── TRECHO DO DOCUMENTO

Em abril de 2019, o presidente da república desautorizou o trabalho de fiscais e proibiu a queima de veículos usados no corte ilegal de madeira em Rondônia — a medida é autorizada pela lei ambiental.
O que diz o governo?
A reportagem da BBC News Brasil procurou o Ibama e o Ministério do Meio Ambiente para comentários sobre a queda no número de multas aplicadas nos dois Estados, mas não obteve resposta até o fechamento deste texto.
Recentemente, Ricardo Salles e Bolsonaro visitaram a região. Em seu perfil no Twitter, o ministro destacou o fato de que Ibama e ICMBio dispõe, desde agosto, de aeronaves extras para ajudar no combate aos incêndios.
Nos últimos dias, tanto Salles quanto Bolsonaro reconheceram a gravidade das queimadas. Ambos disseram, porém, que a ausência da queima planejada nos últimos anos, usada para abrir pastagens, contribuiu para o aumento dos incêndios.
“Tem muito fogo lá realmente, no Pantanal. É verdade. E por que tomou essa proporção? É importante a sociedade entender. Existe uma medida chamada fogo frio, ou contra-fogo. Que é você colocar fogo propositalmente no período que não é o período seco, que é o período de chuvas. Você queima de maneira controlada determinadas regiões para diminuir a quantidade de massa orgânica”, disse Salles em entrevista ao deputado federal Eduardo Bolsonaro (PSL-SP).
“Porque quando vem a queimada no período seco realmente, como agora, se você tiver menos massa orgânica, o fogo se propaga menos. O que aconteceu com o Pantanal? Eles estão há dois anos sem fazer o fogo frio, que eles chamam lá. Que é esse fogo preventivo. Por questões ideológicas, não se permitiu que eles fizessem o manejo adequado do fogo no momento correto. Então juntou muito material orgânico”, disse Salles.
O ministro também afirmou que há uma “perseguição” à criação de gado solto no Pantanal — ao comer o capim, os animais ajudariam a diminuir a quantidade de matéria orgânica disponível, ajudando portanto a controlar as queimadas.

────

## [EXERCÍCIOS]
A – Diga se cada afirmação abaixo está de acordo com o texto sobre as queimadas, respondendo sim ou não e citando as palavras do texto que decidem a questão. (i) O Ibama e o Ministério do Meio Ambiente responderam à BBC News Brasil sobre a queda no número de multas. (ii) Segundo o ministro, Ibama e ICMBio contam com aeronaves extras desde agosto. (iii) Salles deu a entrevista ao deputado federal Eduardo Bolsonaro.
B – De acordo com o texto sobre as queimadas, há quanto tempo, segundo Salles, não se faz o fogo frio no Pantanal?
C – Forneça a continuação do texto sobre as queimadas a partir do ponto em que ele termina.

── MATERIAL APRESENTADO

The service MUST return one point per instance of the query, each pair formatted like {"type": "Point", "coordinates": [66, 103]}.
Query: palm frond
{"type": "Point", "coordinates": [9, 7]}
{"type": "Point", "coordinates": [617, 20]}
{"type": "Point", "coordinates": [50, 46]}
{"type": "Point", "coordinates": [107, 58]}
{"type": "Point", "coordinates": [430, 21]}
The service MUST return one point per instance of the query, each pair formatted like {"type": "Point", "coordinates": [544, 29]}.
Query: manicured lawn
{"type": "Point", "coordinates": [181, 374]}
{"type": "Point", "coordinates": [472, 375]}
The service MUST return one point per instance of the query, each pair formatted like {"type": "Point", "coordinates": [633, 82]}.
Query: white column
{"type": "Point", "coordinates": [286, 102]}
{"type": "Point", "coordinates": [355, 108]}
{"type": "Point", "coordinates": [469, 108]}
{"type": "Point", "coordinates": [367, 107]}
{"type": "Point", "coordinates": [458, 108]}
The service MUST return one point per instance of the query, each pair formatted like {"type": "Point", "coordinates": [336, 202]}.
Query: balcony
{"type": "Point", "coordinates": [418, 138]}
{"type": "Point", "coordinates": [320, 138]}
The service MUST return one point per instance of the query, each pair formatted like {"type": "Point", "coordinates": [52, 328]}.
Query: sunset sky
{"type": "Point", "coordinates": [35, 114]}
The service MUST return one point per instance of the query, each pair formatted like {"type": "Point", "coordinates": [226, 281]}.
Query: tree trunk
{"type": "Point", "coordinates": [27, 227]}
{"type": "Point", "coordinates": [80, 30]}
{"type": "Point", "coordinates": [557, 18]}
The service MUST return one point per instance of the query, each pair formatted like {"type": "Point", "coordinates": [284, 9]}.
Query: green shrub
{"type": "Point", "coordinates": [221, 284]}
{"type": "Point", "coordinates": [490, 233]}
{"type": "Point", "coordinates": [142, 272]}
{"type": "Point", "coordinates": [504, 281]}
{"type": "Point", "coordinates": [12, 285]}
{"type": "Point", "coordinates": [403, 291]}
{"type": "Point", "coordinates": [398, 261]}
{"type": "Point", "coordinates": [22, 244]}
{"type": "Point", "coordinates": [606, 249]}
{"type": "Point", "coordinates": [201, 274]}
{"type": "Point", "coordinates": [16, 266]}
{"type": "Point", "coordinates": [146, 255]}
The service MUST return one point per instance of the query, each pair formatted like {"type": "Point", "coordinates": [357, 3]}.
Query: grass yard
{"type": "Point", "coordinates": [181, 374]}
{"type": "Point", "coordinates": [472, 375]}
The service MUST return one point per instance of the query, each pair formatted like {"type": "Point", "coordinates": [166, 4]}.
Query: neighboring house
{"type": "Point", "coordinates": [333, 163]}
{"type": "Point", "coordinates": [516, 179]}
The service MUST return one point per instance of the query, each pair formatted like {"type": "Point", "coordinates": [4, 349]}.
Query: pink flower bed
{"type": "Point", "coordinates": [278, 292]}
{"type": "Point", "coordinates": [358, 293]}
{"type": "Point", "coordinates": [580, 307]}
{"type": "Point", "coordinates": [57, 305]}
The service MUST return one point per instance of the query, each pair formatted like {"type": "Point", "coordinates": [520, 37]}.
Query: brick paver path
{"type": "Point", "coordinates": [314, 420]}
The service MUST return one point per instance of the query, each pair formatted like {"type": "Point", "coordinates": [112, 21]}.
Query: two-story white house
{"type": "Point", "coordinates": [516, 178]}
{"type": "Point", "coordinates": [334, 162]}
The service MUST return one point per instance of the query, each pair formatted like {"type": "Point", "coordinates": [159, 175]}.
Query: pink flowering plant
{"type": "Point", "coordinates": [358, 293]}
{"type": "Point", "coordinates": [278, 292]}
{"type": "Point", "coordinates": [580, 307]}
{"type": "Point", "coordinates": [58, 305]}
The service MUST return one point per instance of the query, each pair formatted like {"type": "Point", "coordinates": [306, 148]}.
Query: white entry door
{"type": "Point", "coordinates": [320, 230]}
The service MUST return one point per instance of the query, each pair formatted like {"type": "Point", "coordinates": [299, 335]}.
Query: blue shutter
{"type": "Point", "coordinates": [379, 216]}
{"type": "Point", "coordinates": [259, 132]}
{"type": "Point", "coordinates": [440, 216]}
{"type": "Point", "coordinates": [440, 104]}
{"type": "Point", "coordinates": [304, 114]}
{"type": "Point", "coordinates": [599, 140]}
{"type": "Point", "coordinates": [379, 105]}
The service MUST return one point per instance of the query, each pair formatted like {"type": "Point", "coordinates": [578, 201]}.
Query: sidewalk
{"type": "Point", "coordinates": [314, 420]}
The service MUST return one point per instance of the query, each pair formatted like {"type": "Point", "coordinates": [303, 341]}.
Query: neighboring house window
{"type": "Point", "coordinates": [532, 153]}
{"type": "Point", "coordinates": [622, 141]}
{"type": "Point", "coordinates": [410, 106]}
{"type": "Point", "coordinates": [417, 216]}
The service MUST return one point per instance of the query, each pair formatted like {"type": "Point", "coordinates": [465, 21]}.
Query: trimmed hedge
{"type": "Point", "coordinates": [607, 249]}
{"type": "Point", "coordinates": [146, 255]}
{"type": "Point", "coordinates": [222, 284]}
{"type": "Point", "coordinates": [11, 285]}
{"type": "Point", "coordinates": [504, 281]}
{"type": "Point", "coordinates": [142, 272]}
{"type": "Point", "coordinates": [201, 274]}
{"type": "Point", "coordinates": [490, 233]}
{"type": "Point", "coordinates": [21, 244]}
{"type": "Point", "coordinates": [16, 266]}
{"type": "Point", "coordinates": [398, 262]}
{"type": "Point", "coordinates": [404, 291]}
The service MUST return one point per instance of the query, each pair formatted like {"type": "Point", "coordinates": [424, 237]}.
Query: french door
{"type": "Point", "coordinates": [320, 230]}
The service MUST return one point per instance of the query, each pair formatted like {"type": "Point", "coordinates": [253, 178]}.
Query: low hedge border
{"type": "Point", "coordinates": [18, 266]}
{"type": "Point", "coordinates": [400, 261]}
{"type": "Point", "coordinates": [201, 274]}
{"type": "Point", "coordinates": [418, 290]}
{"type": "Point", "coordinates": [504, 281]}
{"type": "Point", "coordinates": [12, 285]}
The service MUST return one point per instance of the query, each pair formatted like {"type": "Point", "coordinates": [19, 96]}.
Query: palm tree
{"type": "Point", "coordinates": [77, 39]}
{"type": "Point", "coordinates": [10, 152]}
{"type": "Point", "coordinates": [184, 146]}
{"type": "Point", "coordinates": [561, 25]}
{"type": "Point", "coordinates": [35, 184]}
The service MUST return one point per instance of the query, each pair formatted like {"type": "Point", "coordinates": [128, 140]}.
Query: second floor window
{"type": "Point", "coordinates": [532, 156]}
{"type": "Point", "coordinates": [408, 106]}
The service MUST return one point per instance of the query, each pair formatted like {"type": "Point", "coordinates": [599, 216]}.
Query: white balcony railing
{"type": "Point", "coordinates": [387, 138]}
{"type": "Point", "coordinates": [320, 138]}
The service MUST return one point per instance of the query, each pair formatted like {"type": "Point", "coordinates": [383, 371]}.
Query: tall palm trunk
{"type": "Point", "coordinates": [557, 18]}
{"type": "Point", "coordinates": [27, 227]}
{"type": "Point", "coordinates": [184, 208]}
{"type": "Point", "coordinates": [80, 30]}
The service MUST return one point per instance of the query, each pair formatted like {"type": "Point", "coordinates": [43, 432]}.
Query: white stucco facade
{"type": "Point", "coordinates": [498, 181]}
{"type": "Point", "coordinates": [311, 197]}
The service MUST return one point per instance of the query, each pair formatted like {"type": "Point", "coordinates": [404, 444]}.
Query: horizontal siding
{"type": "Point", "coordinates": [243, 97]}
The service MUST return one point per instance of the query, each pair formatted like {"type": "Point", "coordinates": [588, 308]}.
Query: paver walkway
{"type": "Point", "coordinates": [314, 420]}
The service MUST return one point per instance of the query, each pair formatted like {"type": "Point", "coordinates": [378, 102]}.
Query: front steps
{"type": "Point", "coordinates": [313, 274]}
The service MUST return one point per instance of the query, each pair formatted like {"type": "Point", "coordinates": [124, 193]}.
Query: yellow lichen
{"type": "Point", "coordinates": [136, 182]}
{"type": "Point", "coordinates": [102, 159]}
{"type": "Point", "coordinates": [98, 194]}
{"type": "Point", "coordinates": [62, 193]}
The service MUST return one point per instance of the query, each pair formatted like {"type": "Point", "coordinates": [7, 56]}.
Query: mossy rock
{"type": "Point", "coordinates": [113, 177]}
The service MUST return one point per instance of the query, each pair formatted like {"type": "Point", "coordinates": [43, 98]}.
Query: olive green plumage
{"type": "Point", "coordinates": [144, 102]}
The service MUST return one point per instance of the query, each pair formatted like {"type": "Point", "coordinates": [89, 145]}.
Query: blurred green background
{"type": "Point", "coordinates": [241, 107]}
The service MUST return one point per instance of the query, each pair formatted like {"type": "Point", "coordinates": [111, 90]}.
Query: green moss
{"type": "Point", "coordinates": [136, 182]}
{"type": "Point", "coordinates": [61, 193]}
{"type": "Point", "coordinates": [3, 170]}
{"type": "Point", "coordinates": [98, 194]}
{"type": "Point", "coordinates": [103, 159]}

────

## [GABARITO]
A –
(i) Não: "mas não obteve resposta até o fechamento deste texto".
(ii) Sim: "o ministro destacou o fato de que Ibama e ICMBio dispõe, desde agosto, de aeronaves extras para ajudar no combate aos incêndios".
(iii) Sim: "disse Salles em entrevista ao deputado federal Eduardo Bolsonaro (PSL-SP)".

B – Há dois anos.

C –
Ação criminosa
Nos últimos meses, surgiram indícios de que as queimadas que atingem o Pantanal são, em sua maioria, provocadas pela ação humana.
É o que indicam, por exemplo, perícias conduzidas pelo Centro Integrado Multiagências de Coordenação Operacional (Ciman), um órgão do governo do Estado do Mato Grosso. Os levantamentos usam imagens de satélite para tentar identificar a origem dos incêndios.
No caso do incêndio na Reserva Particular do Patrimônio Natural Sesc Pantanal, em Barão de Melgaço (MT), por exemplo, a fiscalização descobriu se tratar de uma queimada intencional, com o objetivo de abrir pasto para a criação de gado.
Na manhã desta segunda-feira (14), a Polícia Federal deflagrou a operação Matáá, com o objetivo de identificar os responsáveis pelas queimadas em áreas de preservação na região da Serra Amolar, no Pantanal sul-mato-grossense.
Segundo a Polícia Federal, um incêndio que destruiu 25 mil hectares na região teria sido intencional — o objetivo, novamente, seria abrir espaço para pastagens.
A operação da PF cumpriu oito mandados de busca e apreensão no município de Corumbá (MS) e na capital, Campo Grande. Um fazendeiro também foi levado para prestar depoimento.
Situação de emergência
Diante da piora na situação no Mato Grosso do Sul, o governo federal reconheceu oficialmente na segunda-feira (14) a situação de emergência no Estado. A medida permite que a União faça repasses adicionais de recursos para o governo do Estado, de modo a reforçar o combate ao fogo.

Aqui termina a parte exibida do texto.